*Исходный текст*.
Четверг, 17 декабря 1998

Выпуск 8

/Хотите верьте, призраки, или не верьте, /<показывает пальцем на тень Моцарта> /Убив его, себя я обессмертил! /Теперь, любая нота из Моцарта прозвучит, /Как и меня все вспомнят. ЛУЧШИЕ /ПОЭТЫ будут обо мне писать, учти! /<пытается потрепать Моцарта по щеке> /С тобой, мой друг, навек мы неразлучны... /Hoaxer (в Салоне) Хоть с давних пор всем в мире зависть правит, Мой скромный друг, умерьте Вы свою печаль -Вас за такие вирши не отравят. А жальї

Новый Сальери (из ДК)

В сетях арахнофилии

Цвет ее был, в основном, черным. Ее угольная блестящая короткая шерстка могла бы красиво блестеть, если бы ее выпихнули под солнечный свет. Но она обычно предпочитала скрываться в норке и избегала солнечных лучей.

Ходили слухи, что она происходит от какой-то женщины, которая что-то там искусно пряла... настолько искусно, что ее превратили в восьмилапое чудовище. Странно. Почему восьми? Сразу бы уж делали двенадцать... Чтоб было вдвое больше, чем у насекомых. Название зато (видимо, в компенсацию) ей дали красивое - Арахна. И даже придумали умную болезнь для тех, кто ее боялся - арахнофобия. Ее это и вправду утешало. Была еще одна версия. Какой-то британский профессор южноафриканского происхождения решил, что одна из ее инкарнаций по имени Унголиант (нечто среднее между северными унтами, тяжелыми фолиантами и пыльными углами) вообще некогда была врагом всего светлого и прогрессивного, пожрала то ли какие-то светлые яблоки, то ли яркие камни (прямо антиЕва), выступила провозвестником мировой Тьмы и породила еще одно невмещенное чудище своего рода - красавицу Шелоб. Шелобиня же, в свою очередь, позарилась на мускулистых кольценосных зверушек, вознамерившихся избавить Свет от Тьмы, но тоже пала, сраженная коротенькой злобной ручонкой одного из них. Такая уж была хэбит у этих хоббитов - пырять заточками все пушистое и скромно избегающее настырного света публичности.

*Имеющиеся данные*.
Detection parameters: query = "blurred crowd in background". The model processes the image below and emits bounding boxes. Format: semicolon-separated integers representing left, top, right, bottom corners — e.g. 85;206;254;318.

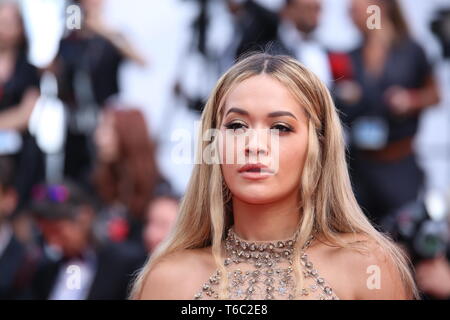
0;0;450;299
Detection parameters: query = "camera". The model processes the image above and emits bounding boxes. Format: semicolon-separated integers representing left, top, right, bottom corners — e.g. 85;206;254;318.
383;192;450;263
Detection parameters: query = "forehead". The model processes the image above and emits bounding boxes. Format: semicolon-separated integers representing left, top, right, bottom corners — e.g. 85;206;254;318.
223;74;304;119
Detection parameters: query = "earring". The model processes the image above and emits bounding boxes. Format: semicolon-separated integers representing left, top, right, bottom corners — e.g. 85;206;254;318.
222;180;231;203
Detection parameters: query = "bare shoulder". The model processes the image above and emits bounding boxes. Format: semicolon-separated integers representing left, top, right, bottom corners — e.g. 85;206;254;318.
314;234;410;300
139;248;215;300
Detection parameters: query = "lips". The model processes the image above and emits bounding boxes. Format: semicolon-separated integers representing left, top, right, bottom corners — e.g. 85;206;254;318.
239;163;273;174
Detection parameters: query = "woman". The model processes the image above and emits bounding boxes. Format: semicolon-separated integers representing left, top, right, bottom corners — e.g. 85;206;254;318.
0;0;44;207
332;0;439;228
94;109;160;243
132;54;416;299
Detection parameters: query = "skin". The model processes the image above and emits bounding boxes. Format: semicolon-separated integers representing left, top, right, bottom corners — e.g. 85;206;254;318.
350;0;440;116
94;112;119;163
0;186;18;226
144;197;178;252
37;207;93;257
139;75;412;300
0;4;39;131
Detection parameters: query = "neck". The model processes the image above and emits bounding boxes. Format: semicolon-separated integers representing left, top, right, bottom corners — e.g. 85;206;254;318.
233;193;301;241
0;46;17;57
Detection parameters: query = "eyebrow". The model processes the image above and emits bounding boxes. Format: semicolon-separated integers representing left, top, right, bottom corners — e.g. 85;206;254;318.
225;108;297;120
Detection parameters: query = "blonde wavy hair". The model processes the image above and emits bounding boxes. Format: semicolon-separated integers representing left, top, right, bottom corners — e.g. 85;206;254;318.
130;53;419;299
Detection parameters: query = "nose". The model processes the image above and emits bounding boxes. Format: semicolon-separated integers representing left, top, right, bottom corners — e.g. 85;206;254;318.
245;129;269;157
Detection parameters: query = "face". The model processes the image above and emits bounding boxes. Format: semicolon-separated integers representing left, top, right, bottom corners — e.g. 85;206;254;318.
94;113;119;163
0;186;18;225
220;75;308;204
350;0;379;33
288;0;322;33
144;198;178;252
0;4;23;48
38;209;92;257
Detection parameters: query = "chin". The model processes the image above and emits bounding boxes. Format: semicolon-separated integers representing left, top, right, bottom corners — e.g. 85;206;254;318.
233;188;280;204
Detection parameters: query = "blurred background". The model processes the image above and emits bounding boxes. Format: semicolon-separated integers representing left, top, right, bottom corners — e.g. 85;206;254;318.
0;0;450;300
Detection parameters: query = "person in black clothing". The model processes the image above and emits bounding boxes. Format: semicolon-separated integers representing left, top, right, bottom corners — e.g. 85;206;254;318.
227;0;278;59
53;0;145;188
0;156;36;300
31;182;145;300
331;0;439;228
0;2;44;210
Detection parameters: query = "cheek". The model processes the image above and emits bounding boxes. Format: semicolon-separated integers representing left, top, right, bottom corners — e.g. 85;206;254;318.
279;134;307;181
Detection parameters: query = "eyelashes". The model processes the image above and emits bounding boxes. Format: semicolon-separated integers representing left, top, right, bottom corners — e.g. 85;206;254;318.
224;121;294;133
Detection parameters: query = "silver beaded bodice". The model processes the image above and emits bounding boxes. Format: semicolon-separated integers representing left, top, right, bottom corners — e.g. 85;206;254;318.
194;228;338;300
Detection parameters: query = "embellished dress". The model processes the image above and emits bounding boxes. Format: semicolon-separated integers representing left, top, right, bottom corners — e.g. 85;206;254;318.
194;228;339;300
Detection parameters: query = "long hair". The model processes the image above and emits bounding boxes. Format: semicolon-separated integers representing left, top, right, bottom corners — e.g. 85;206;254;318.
131;53;417;299
377;0;410;43
0;0;29;55
94;109;160;218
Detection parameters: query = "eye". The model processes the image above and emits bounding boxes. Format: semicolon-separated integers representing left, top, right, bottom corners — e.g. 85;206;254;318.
225;122;247;133
271;124;294;133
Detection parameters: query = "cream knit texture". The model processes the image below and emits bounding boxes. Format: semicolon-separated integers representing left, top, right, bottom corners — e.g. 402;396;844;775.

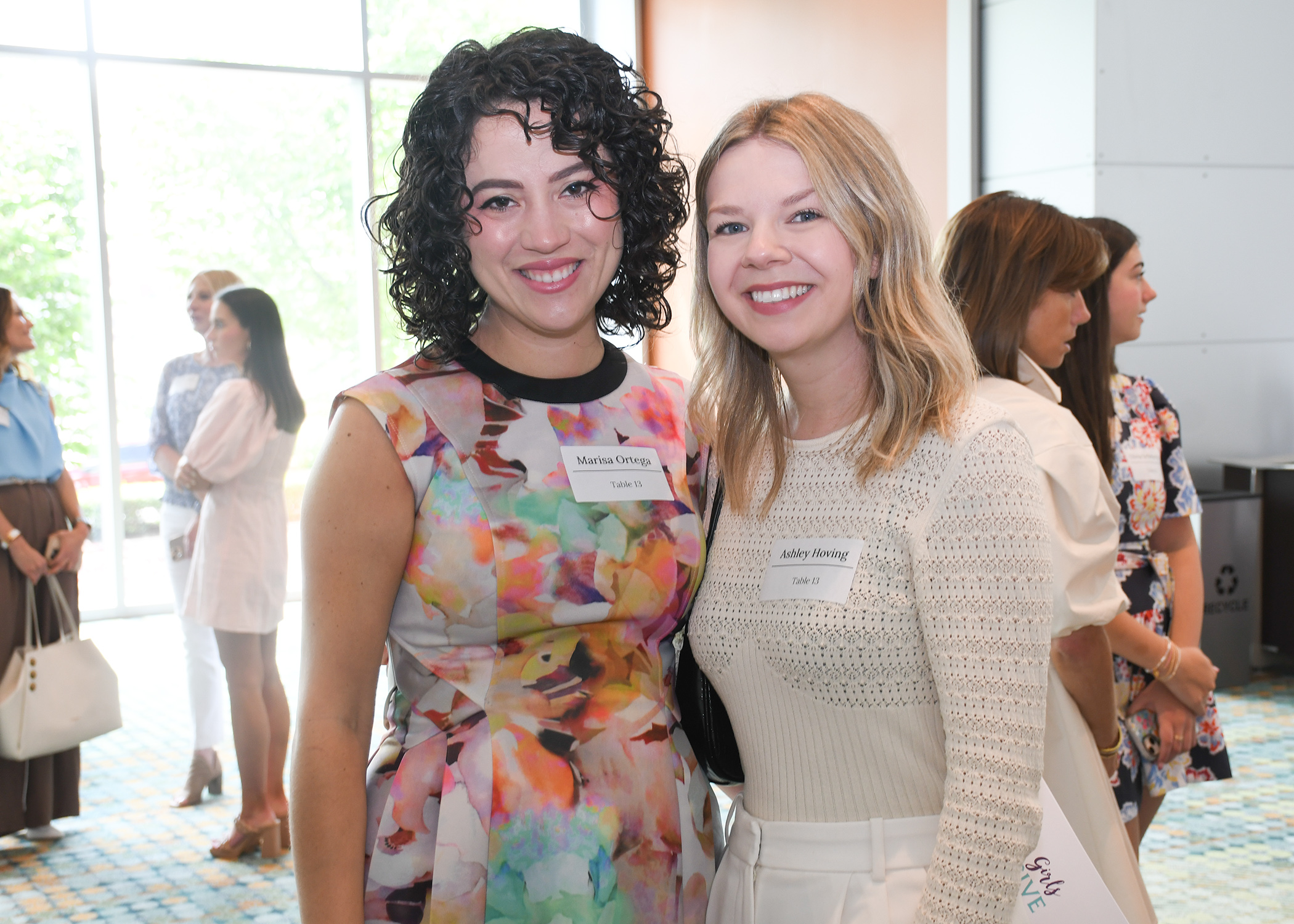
688;399;1052;924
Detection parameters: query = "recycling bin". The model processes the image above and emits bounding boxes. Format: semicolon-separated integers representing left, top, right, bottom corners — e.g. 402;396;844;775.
1200;490;1263;687
1220;455;1294;657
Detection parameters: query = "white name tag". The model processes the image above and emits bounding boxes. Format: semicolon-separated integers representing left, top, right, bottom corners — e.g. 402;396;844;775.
760;538;863;603
1123;447;1163;482
1011;783;1128;924
167;373;198;395
561;447;674;503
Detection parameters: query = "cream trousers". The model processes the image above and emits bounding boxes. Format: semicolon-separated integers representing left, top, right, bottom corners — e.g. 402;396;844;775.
706;797;940;924
160;503;229;750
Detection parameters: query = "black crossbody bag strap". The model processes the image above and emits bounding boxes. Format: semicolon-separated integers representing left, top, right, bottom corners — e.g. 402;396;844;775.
674;475;746;785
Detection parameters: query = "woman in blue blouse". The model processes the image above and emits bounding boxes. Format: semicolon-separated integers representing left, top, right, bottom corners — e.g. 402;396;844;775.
149;269;242;809
0;287;89;840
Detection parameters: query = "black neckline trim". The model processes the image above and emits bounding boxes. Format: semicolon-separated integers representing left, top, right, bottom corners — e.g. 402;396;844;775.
455;341;629;403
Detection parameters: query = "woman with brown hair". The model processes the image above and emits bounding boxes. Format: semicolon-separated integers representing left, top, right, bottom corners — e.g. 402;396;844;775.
688;93;1051;924
940;193;1155;924
1056;219;1231;849
0;287;89;840
149;269;242;809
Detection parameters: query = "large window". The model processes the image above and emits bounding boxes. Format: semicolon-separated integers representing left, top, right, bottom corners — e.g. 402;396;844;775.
0;0;634;618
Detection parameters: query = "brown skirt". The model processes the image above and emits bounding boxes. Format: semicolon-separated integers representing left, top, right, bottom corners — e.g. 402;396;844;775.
0;484;80;835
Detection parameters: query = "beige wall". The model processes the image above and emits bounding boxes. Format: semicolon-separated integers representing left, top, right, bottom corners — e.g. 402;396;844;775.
641;0;947;375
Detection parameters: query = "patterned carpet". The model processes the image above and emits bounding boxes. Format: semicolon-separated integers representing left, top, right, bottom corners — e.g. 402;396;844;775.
0;607;1294;924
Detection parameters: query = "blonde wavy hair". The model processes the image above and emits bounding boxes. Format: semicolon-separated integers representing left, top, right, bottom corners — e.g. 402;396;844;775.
189;269;242;294
688;93;975;515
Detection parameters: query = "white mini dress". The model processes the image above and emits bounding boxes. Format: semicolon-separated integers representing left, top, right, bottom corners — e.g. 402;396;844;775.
184;378;296;636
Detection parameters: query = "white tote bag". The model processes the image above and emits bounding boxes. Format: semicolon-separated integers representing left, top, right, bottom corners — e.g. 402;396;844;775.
0;575;121;761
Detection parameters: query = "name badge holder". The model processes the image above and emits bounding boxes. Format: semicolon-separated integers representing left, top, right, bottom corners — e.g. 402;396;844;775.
760;538;863;603
561;447;674;503
1123;445;1163;482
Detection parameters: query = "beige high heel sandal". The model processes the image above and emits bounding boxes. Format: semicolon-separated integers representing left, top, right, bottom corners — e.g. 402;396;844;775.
171;750;225;809
211;817;283;859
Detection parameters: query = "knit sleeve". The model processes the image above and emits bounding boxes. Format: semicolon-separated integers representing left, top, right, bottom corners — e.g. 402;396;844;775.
913;421;1052;924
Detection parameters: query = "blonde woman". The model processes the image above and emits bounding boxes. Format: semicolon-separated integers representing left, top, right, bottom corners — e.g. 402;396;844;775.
149;269;242;808
690;94;1051;924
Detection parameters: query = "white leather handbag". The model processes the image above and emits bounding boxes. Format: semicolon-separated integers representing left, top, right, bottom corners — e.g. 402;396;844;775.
0;575;121;761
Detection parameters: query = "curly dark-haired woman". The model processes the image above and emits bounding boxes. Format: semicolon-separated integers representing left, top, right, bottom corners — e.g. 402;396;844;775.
293;30;714;924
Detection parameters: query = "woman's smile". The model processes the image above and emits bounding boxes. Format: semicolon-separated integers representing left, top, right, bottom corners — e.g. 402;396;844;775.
516;259;584;293
746;282;815;315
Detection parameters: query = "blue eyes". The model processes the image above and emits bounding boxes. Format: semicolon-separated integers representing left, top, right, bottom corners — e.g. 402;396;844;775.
710;208;823;237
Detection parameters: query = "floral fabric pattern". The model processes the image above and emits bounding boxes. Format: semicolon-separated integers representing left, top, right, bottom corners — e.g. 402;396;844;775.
339;359;714;924
1110;374;1231;822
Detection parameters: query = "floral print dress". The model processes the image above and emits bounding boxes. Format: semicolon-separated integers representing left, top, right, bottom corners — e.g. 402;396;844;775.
1110;374;1231;822
339;344;714;924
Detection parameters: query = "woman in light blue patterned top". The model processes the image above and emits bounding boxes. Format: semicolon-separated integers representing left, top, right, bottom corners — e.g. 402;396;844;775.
149;269;242;808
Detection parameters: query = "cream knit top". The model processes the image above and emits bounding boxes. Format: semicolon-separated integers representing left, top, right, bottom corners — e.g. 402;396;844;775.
688;399;1052;924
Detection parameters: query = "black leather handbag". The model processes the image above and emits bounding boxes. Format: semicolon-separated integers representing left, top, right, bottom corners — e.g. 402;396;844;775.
674;477;746;785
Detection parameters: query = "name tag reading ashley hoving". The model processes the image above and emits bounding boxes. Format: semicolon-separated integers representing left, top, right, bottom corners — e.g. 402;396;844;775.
760;538;863;603
561;447;674;503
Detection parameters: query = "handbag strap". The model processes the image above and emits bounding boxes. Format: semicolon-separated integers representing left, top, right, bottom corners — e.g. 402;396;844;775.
23;577;40;649
674;458;723;650
46;575;80;642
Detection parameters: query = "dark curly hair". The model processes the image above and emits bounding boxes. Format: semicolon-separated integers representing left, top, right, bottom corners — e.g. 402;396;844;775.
366;28;687;361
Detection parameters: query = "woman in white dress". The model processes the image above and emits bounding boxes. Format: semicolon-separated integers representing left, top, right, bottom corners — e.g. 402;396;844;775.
149;262;242;809
176;287;306;859
688;94;1051;924
940;193;1155;924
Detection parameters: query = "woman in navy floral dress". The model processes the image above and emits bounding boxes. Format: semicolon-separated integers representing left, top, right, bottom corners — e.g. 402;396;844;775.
1057;219;1231;848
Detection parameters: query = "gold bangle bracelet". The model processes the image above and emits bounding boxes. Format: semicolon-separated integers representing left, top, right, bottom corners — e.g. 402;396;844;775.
1150;638;1181;681
1096;722;1123;757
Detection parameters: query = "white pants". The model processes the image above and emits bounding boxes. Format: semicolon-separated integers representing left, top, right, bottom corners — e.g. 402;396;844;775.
160;503;228;750
706;798;940;924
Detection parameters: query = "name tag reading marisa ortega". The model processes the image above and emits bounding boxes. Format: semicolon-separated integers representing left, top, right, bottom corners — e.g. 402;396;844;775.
167;373;198;395
1011;783;1128;924
561;447;674;503
760;538;863;603
1123;447;1163;482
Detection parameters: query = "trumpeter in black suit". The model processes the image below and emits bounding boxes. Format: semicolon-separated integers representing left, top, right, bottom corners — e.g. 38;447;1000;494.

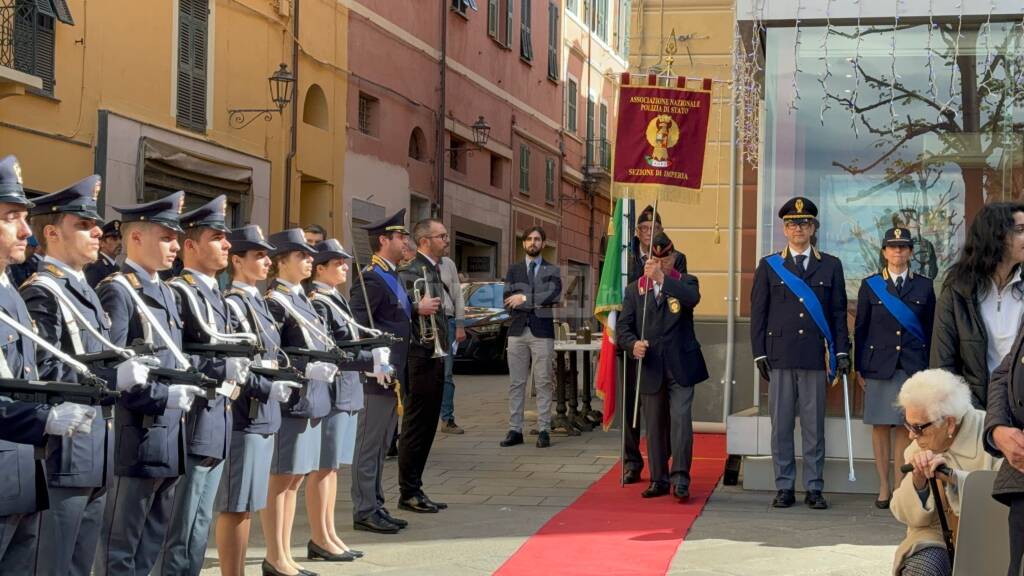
615;233;708;499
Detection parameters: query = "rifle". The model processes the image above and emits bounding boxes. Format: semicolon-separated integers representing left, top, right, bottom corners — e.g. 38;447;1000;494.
0;378;121;418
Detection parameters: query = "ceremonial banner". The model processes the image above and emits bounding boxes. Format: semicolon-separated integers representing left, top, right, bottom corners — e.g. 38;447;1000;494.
614;75;712;200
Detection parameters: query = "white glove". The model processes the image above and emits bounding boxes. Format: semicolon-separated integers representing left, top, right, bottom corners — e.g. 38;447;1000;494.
45;402;96;436
224;358;253;384
167;384;206;412
117;356;160;392
370;346;391;373
270;380;302;403
306;362;338;382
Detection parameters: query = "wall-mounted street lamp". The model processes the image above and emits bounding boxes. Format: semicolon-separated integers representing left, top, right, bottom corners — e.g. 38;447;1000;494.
227;64;295;129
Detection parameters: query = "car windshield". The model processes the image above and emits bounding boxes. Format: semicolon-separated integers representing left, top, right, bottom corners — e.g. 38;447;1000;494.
466;283;504;308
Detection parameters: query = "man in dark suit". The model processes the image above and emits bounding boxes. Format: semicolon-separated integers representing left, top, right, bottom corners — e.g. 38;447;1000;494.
623;206;686;484
398;218;451;512
751;196;850;509
615;233;708;500
85;220;121;288
501;227;562;448
350;210;421;534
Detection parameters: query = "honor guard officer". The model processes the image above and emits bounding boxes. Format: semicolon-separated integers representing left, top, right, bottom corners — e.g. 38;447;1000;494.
615;233;708;500
751;196;850;509
95;192;204;575
853;228;935;508
351;210;413;534
161;196;252;576
0;156;99;574
85;220;121;288
22;175;148;576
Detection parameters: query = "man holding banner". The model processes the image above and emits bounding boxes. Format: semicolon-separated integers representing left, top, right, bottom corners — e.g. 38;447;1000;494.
751;196;850;509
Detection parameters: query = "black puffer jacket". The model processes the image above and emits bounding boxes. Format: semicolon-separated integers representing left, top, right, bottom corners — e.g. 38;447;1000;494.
931;287;994;410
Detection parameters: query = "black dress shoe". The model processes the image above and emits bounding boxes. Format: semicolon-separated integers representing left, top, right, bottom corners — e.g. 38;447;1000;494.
672;484;690;502
398;494;437;513
420;493;447;510
804;490;828;510
771;490;797;508
352;512;398;534
640;482;669;498
377;506;409;529
306;540;355;562
537;430;551;448
500;430;522;448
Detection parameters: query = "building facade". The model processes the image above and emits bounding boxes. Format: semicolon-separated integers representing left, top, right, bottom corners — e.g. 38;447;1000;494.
0;0;348;233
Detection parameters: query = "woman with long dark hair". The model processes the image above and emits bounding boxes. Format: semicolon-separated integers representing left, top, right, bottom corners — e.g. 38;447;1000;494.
932;202;1024;409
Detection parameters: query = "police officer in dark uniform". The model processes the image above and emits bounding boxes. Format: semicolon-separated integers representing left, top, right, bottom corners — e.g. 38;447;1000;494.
95;192;204;576
751;196;850;509
350;210;414;534
161;196;251;576
85;220;121;288
853;228;935;508
0;156;101;574
615;233;708;500
22;175;148;576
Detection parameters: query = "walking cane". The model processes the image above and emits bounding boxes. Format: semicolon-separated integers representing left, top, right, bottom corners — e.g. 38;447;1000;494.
843;372;857;482
633;198;659;427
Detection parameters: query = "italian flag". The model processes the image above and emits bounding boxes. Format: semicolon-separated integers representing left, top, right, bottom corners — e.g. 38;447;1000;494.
594;198;633;430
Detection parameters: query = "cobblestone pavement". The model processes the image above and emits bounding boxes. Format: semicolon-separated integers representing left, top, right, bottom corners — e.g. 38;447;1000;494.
203;368;902;576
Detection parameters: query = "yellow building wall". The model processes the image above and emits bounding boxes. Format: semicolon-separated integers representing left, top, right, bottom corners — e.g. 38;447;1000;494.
0;0;348;232
630;0;739;318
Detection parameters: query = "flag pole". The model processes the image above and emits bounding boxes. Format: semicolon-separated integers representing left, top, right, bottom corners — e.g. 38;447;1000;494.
633;197;660;427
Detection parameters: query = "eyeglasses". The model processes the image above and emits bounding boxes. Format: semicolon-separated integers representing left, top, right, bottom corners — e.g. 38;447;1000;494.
903;422;935;436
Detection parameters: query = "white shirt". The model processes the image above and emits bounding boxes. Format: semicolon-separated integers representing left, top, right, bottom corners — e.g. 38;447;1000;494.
979;272;1024;376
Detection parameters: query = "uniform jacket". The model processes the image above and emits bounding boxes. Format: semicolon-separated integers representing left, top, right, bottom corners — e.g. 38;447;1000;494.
0;282;49;517
96;263;185;478
615;274;708;394
224;286;280;435
982;319;1024;505
349;255;409;396
85;253;118;288
931;278;989;408
309;283;374;412
170;271;235;460
398;252;452;358
503;258;562;338
22;262;116;488
751;247;850;370
266;279;331;418
853;269;935;380
889;410;1005;576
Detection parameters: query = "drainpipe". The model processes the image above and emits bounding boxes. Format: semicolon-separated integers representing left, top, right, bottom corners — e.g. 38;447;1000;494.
284;0;299;229
435;0;447;222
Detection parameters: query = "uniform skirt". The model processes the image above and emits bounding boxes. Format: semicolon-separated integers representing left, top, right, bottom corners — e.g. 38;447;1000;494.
319;410;358;470
270;417;324;476
214;430;273;512
864;370;909;426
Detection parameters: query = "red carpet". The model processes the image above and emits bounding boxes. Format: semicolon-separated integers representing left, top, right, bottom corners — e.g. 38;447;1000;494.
496;434;726;576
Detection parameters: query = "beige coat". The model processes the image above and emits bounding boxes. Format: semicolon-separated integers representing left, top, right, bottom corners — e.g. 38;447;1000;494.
889;409;1001;576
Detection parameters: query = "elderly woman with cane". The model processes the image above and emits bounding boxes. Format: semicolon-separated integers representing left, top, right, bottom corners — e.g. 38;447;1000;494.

*Задание*.
Ответьте по исходному тексту:
1. Какой номер выпуска указан в начале?
2. Какого цвета она была в основном?
3. Как назвали болезнь тех, кто ее боялся?
Записи взяты из другого источника.

*Ответ к заданию*.
1. Указан выпуск 8.
2. В основном она была черной.
3. Эту болезнь назвали арахнофобией.